▶ **REQUIRED WORK**
Nothing but the pictures should be dropped when the records are transcribed word for word.

──────── DATA PROVIDED

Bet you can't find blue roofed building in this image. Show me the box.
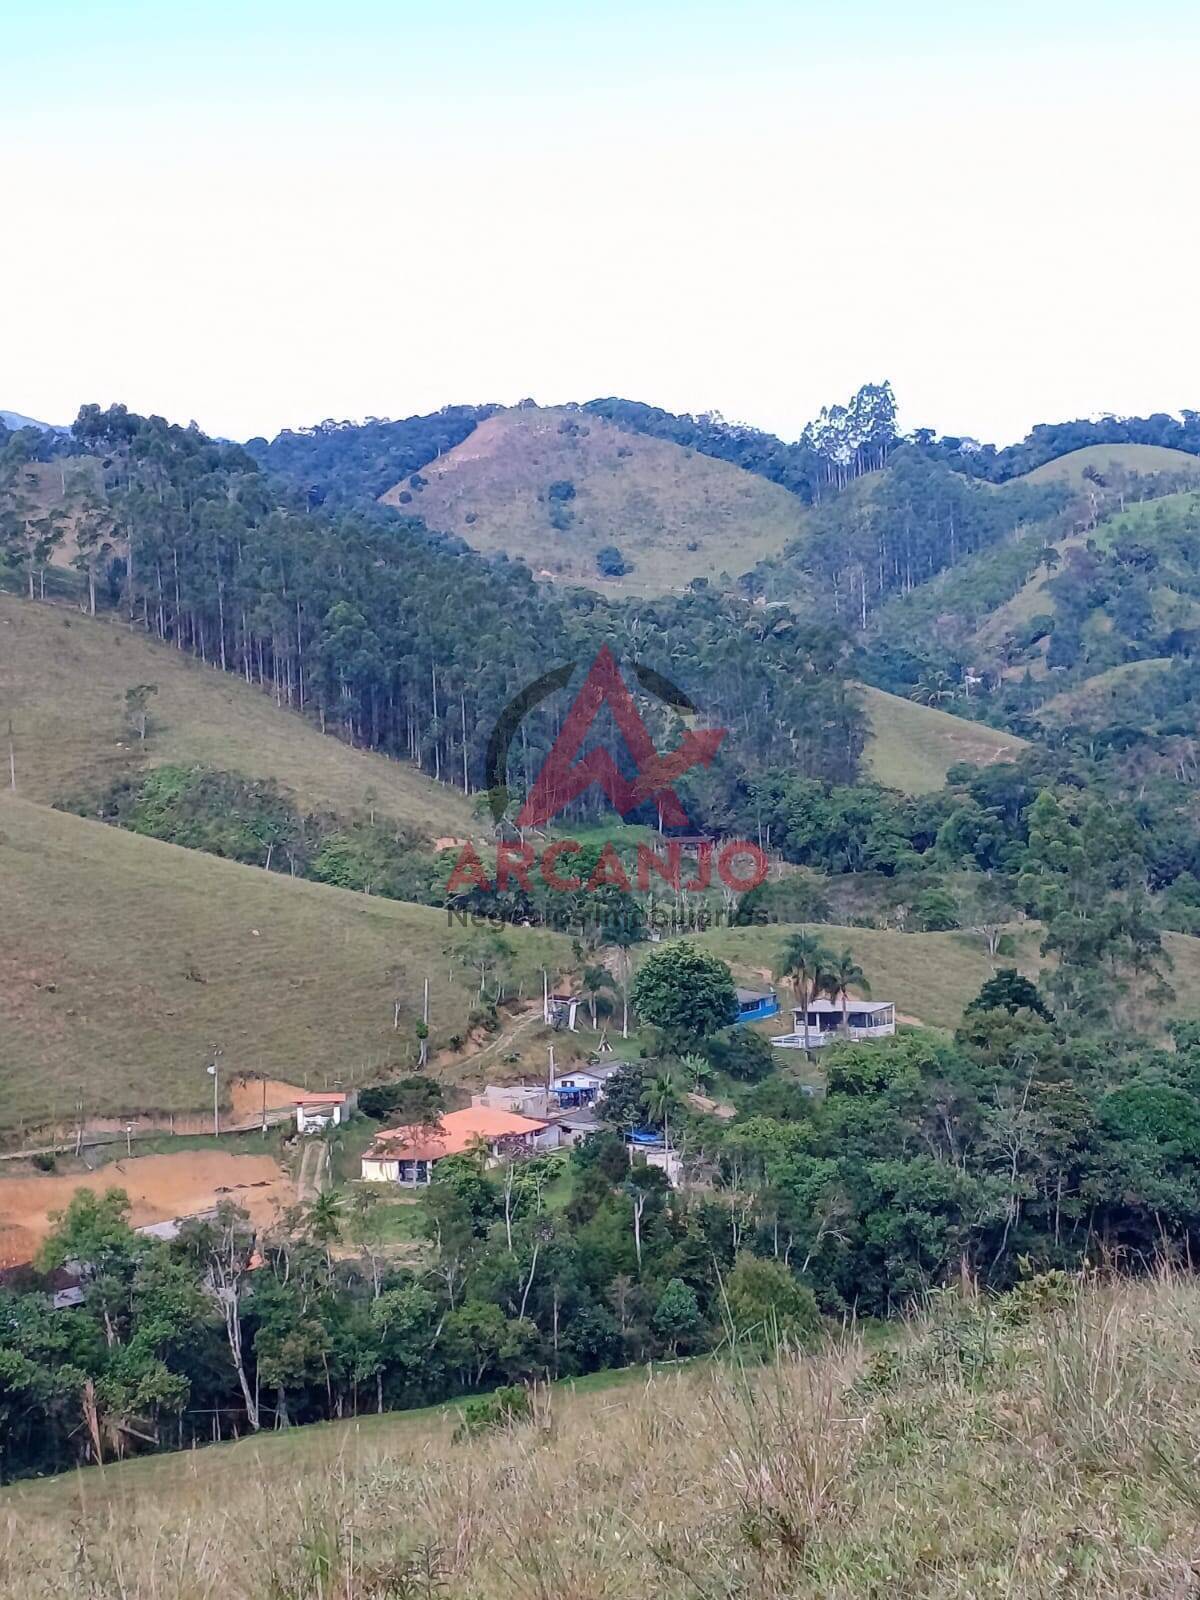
[732,986,780,1024]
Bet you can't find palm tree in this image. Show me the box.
[773,932,836,1051]
[641,1066,683,1149]
[306,1189,345,1269]
[909,669,955,708]
[828,948,870,1035]
[580,963,615,1030]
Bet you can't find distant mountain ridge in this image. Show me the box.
[0,409,61,433]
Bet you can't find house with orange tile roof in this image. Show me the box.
[360,1105,558,1185]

────────────────

▶ **SOLUTION FOR THIS PROBLEM**
Bet you can't find blue roofed building in this image. Show me the box.
[732,986,780,1024]
Bet you can't find palm tree in this image. Show me the box.
[773,932,836,1051]
[641,1066,683,1149]
[306,1189,345,1269]
[909,669,955,708]
[828,948,870,1035]
[580,963,615,1030]
Bet you can't find distant mountain ridge in this image. Show me the box.
[0,409,61,433]
Bet you can't find house with orange tile roof in this image. Show me the box.
[360,1105,558,1185]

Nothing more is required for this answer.